● SELECTED PASSAGE
___

There was a time in my callow, naive youth when I’d see a show like Law & Order (or Dragnet — I watched that as a kid) and think it was an accurate portrayal of how the police worked. Then I’d see the news about, for instance, Rodney King or George Floyd, or all those untested rape kits (11,000 in Detroit!) and the disjoint between the reported reality and the television fantasy began to pile up. The TV tells me the police will deliver justice if I’m ever wronged, but the news is telling me it’s more likely they’d deliver pepper spray and a nightstick, and then ignore me afterwards.

I’m happy to see John Oliver delivering the truth. Law & Order is a lie.

That show really needs a disclaimer at the beginning and end of each episode stating, “This show is a fantasy about how we wish the justice system operated. There is nothing real about how the law works portrayed here.” Maybe bracket it with genuine statistics about case clearance rates and incidents of corruption and unjustified violence.


  1. Jemolk says

    Yeah, but if they did that, the cops that they get a bunch of help and resources from would stop having anything to do with them.

    …Never seems to occur to the people running the shows that this is a clear indication of a deep problem, or if it does, they don’t let it stop them. Letting a show’s subjects basically bribe/blackmail their way to having unrealistically positive portrayals needs to end. As does the uncritical veneration of existing systems, just because they’re existing systems.

___

● DIRECTION 1
In the records, repeat the part that opens with the line containing "drawer visible in" and closes with the line containing "[300, 300, 311, 326]", both lines included.

Bounding-box records:

___

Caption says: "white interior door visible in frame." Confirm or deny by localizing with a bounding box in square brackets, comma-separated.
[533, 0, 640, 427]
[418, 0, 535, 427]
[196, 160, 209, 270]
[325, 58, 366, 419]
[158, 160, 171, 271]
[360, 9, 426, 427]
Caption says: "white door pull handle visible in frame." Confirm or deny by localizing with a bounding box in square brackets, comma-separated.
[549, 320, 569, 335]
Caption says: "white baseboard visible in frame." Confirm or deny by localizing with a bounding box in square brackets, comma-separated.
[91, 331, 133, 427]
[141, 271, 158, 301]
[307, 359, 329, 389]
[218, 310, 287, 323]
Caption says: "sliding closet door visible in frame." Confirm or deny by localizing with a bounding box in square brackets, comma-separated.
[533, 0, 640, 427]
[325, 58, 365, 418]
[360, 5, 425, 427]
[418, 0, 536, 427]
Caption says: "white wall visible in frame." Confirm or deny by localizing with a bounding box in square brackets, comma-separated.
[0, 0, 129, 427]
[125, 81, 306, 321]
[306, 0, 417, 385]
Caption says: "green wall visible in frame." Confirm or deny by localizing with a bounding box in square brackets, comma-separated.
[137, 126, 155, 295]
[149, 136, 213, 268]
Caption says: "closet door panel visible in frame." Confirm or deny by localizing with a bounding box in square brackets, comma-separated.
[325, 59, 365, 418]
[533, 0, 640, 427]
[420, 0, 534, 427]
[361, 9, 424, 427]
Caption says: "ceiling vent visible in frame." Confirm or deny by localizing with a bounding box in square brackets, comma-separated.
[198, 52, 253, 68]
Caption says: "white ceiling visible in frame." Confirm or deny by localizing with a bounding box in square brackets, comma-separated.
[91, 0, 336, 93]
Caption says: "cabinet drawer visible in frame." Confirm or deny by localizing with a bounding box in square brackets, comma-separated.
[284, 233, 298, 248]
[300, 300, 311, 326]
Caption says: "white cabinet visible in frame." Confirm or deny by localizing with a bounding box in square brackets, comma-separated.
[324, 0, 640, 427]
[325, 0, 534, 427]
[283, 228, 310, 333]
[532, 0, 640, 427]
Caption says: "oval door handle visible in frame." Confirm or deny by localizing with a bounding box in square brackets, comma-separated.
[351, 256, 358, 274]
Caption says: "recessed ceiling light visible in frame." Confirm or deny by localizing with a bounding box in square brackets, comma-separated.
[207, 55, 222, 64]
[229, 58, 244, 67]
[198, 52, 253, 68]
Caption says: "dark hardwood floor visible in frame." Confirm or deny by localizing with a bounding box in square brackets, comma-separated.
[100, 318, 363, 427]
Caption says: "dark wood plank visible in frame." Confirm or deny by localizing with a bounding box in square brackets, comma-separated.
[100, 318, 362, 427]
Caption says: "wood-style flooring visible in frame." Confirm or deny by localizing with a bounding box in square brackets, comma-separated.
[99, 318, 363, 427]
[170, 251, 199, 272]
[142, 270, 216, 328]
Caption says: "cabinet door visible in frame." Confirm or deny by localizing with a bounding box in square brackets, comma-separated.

___

● DIRECTION 2
Pick up the piece about Law & Order and the police from the point where it stops, and continue it.

● OUTPUT 1
Caption says: "cabinet drawer visible in frame." Confirm or deny by localizing with a bounding box in square brackets, comma-separated.
[284, 233, 298, 248]
[300, 300, 311, 326]

● OUTPUT 2
  2. Dunc says

    @Jemolk, @ #1: What do you imagine the people running these shows think their purpose is, that would cause them to see this as a problem? They’re not the news, and even the news is only interested in eyeballs (“it’s just like the show before / and the news is just another show / with sex and violence”). Nobody in the media is in the business of informing or educating people (with the possible exception of David Attenborough).

  3. Alverant says

    I started watching L&O so I’d have something to talk about with my mother since she loved it too. It turned out she lost interest after Jerry Orbach died but I kept with it through the end and went to SVU for a while. It’s when the cops started acting like real cops (harassing people they think are guilty, brutality, etc) that I gave up. I liked the fantasy of cops protecting the public and DAs who would follow ethics rules and drop charges when they realized they were wrong.

    But then the reality of how cops really act came crashing down and I had no interest in returning to the series. (Of course, since I cut cable in 2016 there’s no way for me to watch it anyway.)

  4. christoph says

    I found Dragnet to be insulting to my intelligence. They always portrayed anyone who wasn’t a cop as naïve or stupid.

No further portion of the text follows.